[Rows from a dataset]
----------

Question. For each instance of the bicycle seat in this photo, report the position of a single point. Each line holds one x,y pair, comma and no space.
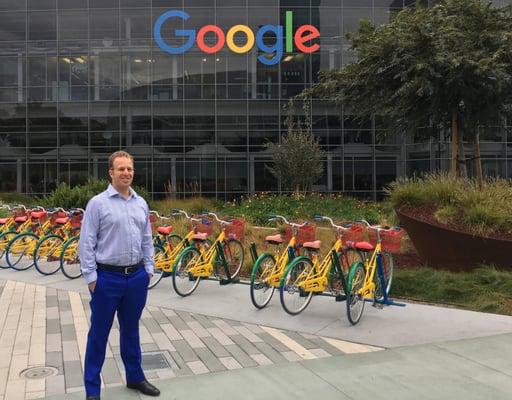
164,230
312,245
200,236
274,239
37,214
364,246
62,221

----------

**What to work on**. Restate each entry word for word, please, but drop any images it holds.

**The solution**.
Question. For each instance of the bicycle seat in this photo, report the position of a single point. Each line holds one x,y pair, comma and no space.
164,230
312,245
200,236
274,239
37,214
364,246
62,221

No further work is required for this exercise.